> _Work instructions_:
A – In the budget discussion passage, how did Sandy Arkell describe the budgets of the BOE and the BOS?
B – Continue the budget discussion passage from its end.

Sandy Arkell agreed with Koenigsberg on the BOE budget that “there are definitely challenges and trends that are not looking [favorable], we’ve got the decreasing enrollment as [Koenigsberg] pointed out, and there’s also just a lack of certainty right now during this pandemic” and felt the BOF would “need to address those [issues] as we go forward.” Overall, however, she praised both the BOE and the BOS for their “thoughtful and responsible” budgets.

Rutishauser put the discussion in the broadest context. “When we met last year at the beginning of the pandemic and under the emergency order by the governor, all the uncertainty we faced was like looking into a dark abyss. The townspeople were enduring major financial crises including suddenly losing their jobs. We had no idea how their financial distress would affect the tax revenues we collect to fund the municipal and educational services we provide. A vaccine was still a promise of the future without an if or when… The BOE and the BOS had to take the responsibility for a number of out-of-the-ordinary challenges due to COVID. Today we are in a much clearer position.”

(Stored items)
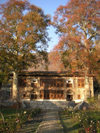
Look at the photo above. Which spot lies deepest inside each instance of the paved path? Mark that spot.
(50, 123)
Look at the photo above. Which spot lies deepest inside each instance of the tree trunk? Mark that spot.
(15, 86)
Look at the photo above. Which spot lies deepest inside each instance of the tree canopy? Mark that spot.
(78, 23)
(23, 35)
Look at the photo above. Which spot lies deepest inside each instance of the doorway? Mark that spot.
(69, 95)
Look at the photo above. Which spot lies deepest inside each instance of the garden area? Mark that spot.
(80, 121)
(19, 120)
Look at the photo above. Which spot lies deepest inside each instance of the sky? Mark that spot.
(49, 7)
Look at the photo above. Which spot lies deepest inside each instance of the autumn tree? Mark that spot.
(23, 37)
(78, 22)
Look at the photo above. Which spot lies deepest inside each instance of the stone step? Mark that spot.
(49, 104)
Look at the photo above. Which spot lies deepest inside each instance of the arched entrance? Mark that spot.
(69, 95)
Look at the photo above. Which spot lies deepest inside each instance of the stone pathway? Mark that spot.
(50, 123)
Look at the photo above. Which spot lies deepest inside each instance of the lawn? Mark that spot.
(80, 121)
(12, 120)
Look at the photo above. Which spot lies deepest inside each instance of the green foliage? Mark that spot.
(81, 121)
(14, 119)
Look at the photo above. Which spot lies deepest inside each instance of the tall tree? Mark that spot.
(78, 22)
(23, 36)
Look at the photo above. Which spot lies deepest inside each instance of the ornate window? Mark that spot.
(81, 83)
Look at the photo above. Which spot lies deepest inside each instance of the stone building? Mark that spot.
(55, 86)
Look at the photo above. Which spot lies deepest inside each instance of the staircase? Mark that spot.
(52, 105)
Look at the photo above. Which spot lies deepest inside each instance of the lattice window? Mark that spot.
(81, 83)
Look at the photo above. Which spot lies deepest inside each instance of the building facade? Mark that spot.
(55, 86)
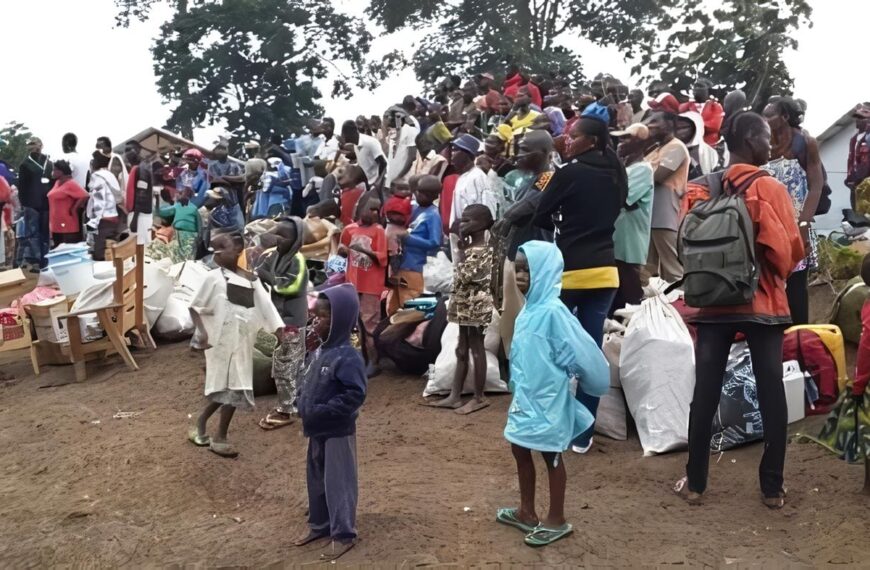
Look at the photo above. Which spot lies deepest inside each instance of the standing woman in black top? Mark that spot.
(581, 204)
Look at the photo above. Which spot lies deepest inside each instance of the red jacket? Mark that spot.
(63, 202)
(778, 242)
(713, 114)
(513, 84)
(862, 372)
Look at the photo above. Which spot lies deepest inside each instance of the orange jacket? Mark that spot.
(779, 248)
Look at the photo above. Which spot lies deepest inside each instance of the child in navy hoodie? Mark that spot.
(329, 399)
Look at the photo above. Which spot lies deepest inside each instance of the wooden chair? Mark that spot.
(124, 316)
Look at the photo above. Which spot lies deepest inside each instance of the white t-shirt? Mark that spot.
(328, 148)
(80, 166)
(472, 188)
(367, 152)
(401, 147)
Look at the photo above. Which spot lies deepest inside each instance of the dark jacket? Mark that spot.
(288, 277)
(334, 386)
(582, 203)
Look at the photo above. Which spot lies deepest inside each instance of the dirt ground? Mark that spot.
(80, 488)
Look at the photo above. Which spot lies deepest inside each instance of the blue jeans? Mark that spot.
(590, 306)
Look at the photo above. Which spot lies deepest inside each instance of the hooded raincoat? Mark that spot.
(334, 387)
(549, 349)
(288, 278)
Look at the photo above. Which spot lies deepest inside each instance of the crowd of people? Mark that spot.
(556, 205)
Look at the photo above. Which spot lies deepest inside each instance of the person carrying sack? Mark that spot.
(740, 287)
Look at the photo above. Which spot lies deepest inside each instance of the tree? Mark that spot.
(737, 43)
(475, 36)
(252, 64)
(13, 149)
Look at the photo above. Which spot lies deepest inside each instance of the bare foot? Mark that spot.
(449, 402)
(472, 406)
(309, 538)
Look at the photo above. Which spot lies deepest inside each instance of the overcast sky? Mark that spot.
(52, 49)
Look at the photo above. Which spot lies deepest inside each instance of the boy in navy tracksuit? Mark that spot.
(331, 394)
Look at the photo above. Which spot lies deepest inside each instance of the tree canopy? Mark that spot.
(252, 64)
(734, 43)
(13, 137)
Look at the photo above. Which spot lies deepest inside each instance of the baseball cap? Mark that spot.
(468, 143)
(862, 110)
(636, 130)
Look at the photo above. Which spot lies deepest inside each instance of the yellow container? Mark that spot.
(832, 337)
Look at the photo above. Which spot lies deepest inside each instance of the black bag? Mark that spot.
(738, 419)
(717, 247)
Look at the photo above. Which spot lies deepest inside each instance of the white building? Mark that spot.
(834, 151)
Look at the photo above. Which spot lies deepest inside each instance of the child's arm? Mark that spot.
(862, 372)
(580, 357)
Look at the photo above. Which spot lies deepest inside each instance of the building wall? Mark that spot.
(834, 153)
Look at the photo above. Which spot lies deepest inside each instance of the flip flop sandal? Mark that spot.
(542, 536)
(509, 517)
(339, 549)
(681, 489)
(223, 449)
(198, 440)
(275, 421)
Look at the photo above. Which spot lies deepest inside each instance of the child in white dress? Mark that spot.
(229, 309)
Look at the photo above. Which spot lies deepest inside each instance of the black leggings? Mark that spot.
(798, 297)
(711, 356)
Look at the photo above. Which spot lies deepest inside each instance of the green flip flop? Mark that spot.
(509, 517)
(542, 536)
(196, 439)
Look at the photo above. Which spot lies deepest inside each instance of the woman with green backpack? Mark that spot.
(778, 248)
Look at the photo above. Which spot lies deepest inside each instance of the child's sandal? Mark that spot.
(681, 489)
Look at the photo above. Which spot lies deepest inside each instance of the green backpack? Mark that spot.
(846, 310)
(717, 246)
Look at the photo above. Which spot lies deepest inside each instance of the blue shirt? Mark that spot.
(424, 238)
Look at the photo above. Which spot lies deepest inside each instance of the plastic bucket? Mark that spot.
(74, 275)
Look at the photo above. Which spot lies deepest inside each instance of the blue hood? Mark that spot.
(344, 305)
(545, 268)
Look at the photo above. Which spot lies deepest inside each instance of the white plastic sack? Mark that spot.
(612, 417)
(657, 372)
(158, 287)
(440, 375)
(438, 274)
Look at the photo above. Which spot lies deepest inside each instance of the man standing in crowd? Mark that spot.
(631, 235)
(34, 182)
(670, 161)
(402, 148)
(858, 163)
(472, 186)
(368, 152)
(489, 97)
(79, 164)
(711, 111)
(225, 172)
(690, 131)
(516, 227)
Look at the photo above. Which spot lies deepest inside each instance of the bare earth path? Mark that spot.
(80, 488)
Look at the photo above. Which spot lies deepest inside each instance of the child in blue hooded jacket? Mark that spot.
(329, 400)
(549, 349)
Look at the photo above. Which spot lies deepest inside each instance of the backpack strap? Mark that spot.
(730, 189)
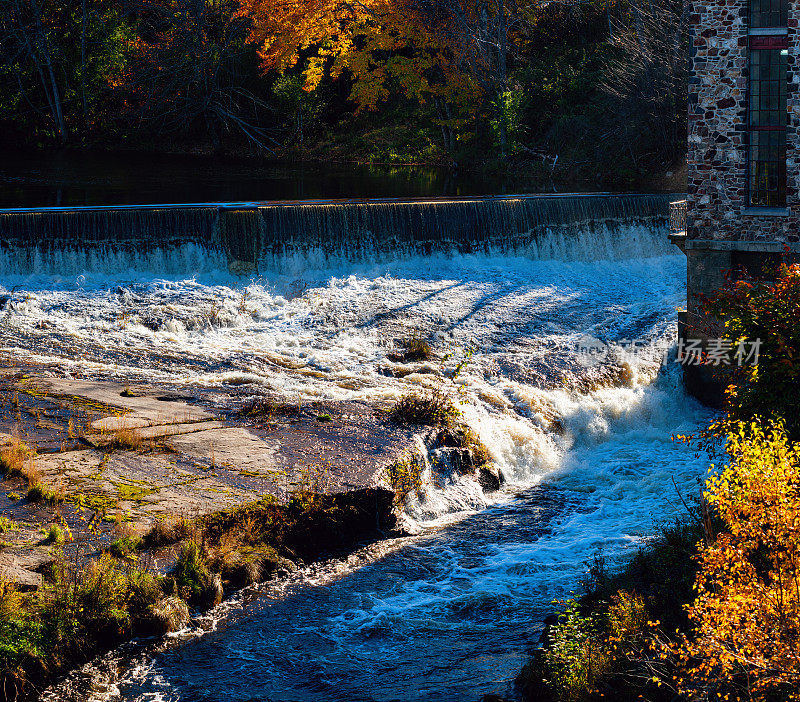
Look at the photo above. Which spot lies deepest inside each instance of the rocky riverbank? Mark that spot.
(128, 505)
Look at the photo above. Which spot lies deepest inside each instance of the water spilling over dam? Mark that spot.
(248, 237)
(504, 290)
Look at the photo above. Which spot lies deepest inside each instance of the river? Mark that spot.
(451, 611)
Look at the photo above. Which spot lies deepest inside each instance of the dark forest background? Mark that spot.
(592, 91)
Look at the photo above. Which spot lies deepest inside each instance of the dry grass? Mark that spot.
(260, 407)
(15, 458)
(168, 531)
(430, 408)
(126, 439)
(10, 600)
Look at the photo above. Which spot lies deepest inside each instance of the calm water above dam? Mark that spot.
(450, 612)
(74, 178)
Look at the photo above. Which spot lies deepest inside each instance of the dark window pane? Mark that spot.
(768, 84)
(767, 168)
(769, 13)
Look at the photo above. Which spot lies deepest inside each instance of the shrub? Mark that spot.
(124, 546)
(193, 579)
(125, 439)
(38, 492)
(430, 408)
(576, 656)
(746, 615)
(56, 535)
(10, 601)
(15, 457)
(259, 407)
(769, 313)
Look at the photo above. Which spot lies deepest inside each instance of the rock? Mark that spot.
(244, 573)
(489, 477)
(285, 566)
(19, 565)
(211, 591)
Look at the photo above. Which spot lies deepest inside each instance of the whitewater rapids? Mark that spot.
(447, 614)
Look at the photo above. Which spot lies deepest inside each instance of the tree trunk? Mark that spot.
(84, 102)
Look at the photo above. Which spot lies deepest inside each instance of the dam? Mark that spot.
(247, 237)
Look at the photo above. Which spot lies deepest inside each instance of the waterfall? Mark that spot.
(249, 237)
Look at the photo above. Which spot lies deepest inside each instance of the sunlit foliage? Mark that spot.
(746, 640)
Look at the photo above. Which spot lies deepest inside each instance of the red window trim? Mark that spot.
(769, 42)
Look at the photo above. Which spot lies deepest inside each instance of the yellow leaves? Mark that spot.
(747, 609)
(383, 45)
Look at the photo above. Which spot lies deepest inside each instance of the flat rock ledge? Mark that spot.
(147, 455)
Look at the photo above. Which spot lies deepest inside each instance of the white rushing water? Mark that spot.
(585, 449)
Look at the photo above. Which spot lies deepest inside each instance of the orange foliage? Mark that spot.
(746, 641)
(384, 45)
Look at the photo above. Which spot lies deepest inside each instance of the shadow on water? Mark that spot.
(38, 179)
(446, 615)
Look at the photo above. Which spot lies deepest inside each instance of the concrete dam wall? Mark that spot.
(248, 237)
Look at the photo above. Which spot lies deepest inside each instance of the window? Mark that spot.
(767, 115)
(769, 13)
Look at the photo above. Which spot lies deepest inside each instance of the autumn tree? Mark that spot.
(746, 639)
(384, 47)
(189, 70)
(55, 56)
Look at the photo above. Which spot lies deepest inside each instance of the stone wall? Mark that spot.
(717, 158)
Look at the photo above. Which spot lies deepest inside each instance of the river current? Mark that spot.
(450, 612)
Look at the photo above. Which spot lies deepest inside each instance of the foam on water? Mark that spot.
(447, 614)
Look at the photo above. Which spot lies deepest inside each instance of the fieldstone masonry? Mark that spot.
(717, 159)
(724, 234)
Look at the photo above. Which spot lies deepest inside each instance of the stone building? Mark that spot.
(742, 209)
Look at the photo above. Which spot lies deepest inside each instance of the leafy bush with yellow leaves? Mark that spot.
(746, 614)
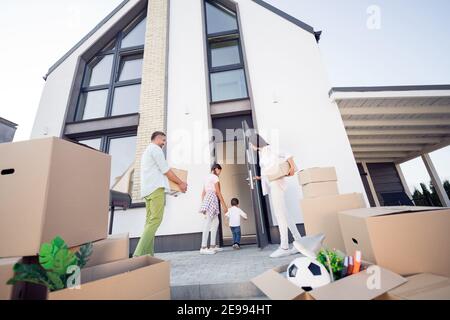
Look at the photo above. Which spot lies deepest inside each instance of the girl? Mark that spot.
(211, 195)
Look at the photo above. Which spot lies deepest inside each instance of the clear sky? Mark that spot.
(411, 46)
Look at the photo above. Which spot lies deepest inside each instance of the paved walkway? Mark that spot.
(229, 266)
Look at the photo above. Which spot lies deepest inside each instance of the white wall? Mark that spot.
(284, 64)
(54, 100)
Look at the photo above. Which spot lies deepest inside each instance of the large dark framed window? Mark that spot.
(112, 78)
(227, 77)
(121, 147)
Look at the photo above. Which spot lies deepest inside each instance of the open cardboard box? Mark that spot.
(355, 287)
(422, 286)
(280, 171)
(320, 189)
(321, 216)
(142, 278)
(174, 188)
(312, 175)
(114, 248)
(51, 187)
(406, 240)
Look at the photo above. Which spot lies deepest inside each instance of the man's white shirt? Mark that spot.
(154, 166)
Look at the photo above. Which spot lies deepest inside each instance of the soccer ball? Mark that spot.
(308, 273)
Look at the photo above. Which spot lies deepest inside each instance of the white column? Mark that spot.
(435, 180)
(371, 186)
(403, 180)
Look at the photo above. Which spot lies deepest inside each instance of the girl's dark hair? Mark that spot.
(258, 141)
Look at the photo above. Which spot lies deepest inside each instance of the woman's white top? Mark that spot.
(268, 158)
(210, 182)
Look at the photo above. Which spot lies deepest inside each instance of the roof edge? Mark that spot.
(390, 88)
(85, 38)
(8, 123)
(288, 17)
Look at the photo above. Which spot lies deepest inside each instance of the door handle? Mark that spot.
(250, 178)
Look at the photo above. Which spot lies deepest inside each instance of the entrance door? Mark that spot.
(255, 190)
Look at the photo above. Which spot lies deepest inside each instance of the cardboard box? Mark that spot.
(114, 248)
(280, 171)
(174, 188)
(320, 215)
(8, 292)
(277, 287)
(406, 240)
(423, 286)
(320, 189)
(51, 187)
(317, 175)
(142, 278)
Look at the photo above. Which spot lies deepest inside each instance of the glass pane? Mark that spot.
(94, 103)
(219, 20)
(228, 85)
(225, 54)
(130, 68)
(126, 100)
(123, 152)
(98, 71)
(110, 46)
(135, 37)
(93, 143)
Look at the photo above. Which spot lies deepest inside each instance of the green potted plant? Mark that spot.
(53, 271)
(333, 261)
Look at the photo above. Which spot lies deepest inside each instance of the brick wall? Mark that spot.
(153, 92)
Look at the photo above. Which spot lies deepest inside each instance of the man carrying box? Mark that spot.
(155, 173)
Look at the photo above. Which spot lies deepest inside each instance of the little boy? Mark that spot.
(234, 215)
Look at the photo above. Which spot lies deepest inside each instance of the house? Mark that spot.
(187, 67)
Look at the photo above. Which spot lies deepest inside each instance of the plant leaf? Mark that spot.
(49, 251)
(62, 260)
(56, 281)
(30, 273)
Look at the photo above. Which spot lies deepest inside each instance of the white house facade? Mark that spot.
(186, 67)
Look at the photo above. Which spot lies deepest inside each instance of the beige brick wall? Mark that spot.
(153, 92)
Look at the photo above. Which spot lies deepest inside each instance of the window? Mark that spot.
(126, 100)
(228, 85)
(112, 79)
(225, 53)
(226, 66)
(219, 19)
(122, 149)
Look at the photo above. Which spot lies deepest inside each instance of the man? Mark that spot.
(155, 173)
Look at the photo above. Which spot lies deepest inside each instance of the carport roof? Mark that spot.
(394, 124)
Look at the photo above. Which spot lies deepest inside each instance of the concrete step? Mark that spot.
(224, 291)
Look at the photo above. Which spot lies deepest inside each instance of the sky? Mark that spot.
(406, 42)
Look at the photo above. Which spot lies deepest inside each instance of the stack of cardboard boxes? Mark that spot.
(321, 203)
(51, 187)
(406, 249)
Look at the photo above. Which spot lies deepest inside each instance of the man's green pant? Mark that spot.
(154, 204)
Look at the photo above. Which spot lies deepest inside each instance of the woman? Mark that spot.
(211, 195)
(268, 160)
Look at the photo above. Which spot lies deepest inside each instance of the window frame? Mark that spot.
(226, 36)
(118, 54)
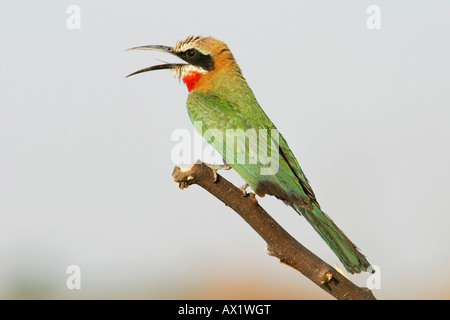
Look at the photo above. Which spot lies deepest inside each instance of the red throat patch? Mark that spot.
(191, 78)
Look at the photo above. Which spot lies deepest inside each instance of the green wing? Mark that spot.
(212, 116)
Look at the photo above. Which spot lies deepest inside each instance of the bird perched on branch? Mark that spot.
(222, 102)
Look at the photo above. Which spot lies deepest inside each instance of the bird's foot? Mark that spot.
(244, 189)
(215, 167)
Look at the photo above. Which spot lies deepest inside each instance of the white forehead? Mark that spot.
(188, 43)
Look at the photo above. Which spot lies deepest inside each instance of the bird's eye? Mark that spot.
(192, 54)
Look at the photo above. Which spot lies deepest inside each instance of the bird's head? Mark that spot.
(204, 57)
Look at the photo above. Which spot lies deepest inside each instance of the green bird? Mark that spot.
(221, 105)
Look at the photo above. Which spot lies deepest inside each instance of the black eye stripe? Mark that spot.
(198, 59)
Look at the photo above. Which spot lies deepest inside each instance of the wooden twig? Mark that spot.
(280, 244)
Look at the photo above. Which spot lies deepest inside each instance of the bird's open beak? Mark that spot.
(160, 66)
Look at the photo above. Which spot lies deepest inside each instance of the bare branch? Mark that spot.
(280, 244)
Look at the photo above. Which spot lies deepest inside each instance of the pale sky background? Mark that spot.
(85, 166)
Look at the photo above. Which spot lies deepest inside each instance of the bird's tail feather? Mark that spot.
(353, 260)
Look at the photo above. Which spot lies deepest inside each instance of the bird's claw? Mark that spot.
(244, 189)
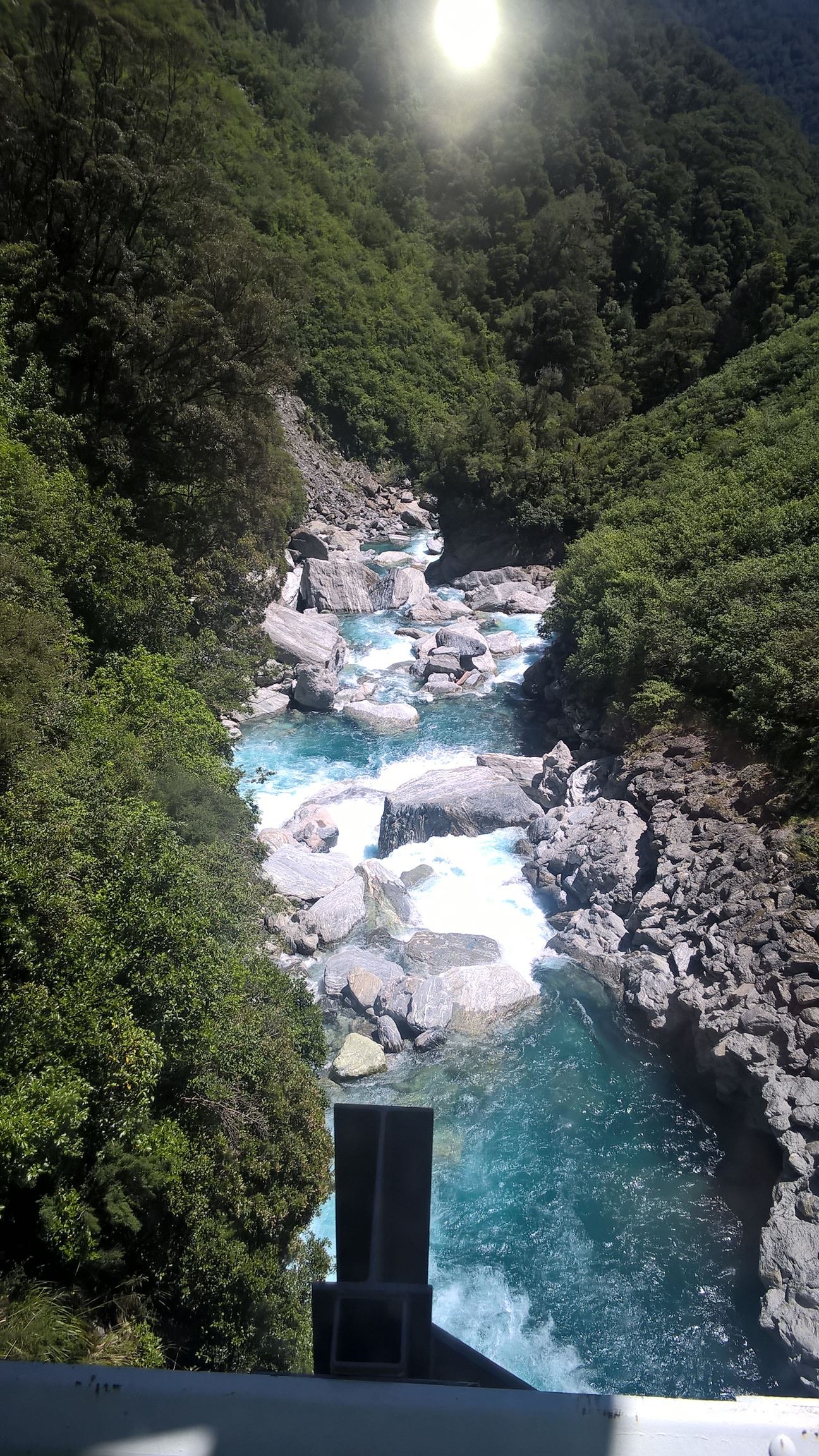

> _Task-by-task outputs_:
A – She called them "thoughtful and responsible."

B –
He specifically credited senior leadership of the town and the BOE. “[They] all worked together to deliver the services we have come to expect… and things we have never done in the past at this scale. Their day jobs quickly became day and night jobs as they successfully led and managed the COVID response for the town.”

Importantly, Rutishauser continued, “To ease some of the financial burden on the taxpayers last year, we determined to cut or defer a significant amount of expense that resulted in a decrease of the mill rate last year of 3.77%…  We knew then that a number of the expenses deferred would be reinstated when times got better, and we would potentially be facing a mill rate increase roughly equivalent to last year’s decline. And the early rollups of the budget’s projected mill rate increase was more than 4% of last year… it looked like a large one-year increase over last year’s COVID lockdown budget. But the BOE and BOS sharpened their pencils and whittled their respective budgets.”

But that wasn’t the only factor resulting in Wilton’s projected budget health for next year. Rutishauser said, “Last year, we built up a large amount of reserves in the budget in case the worst happened. About $2.9 million in reserves, the highest in modern Wilton history. We hoped they wouldn’t all be needed, but kept them until we could be certain.”

That time has come for the BOE. With just a few months left in its fiscal year, the BOE now feels confident in its ability to anticipate costs associated with the pandemic, thus prompting them to release the funds back to the town.

“Of all the years that I’ve been on the BOF, I am most impressed by what the BOE and BOS and department heads have done this year in responding to the challenge of COVID and positioning the town for the future. You deserve our respect and gratitude,” Rutishauser concluded.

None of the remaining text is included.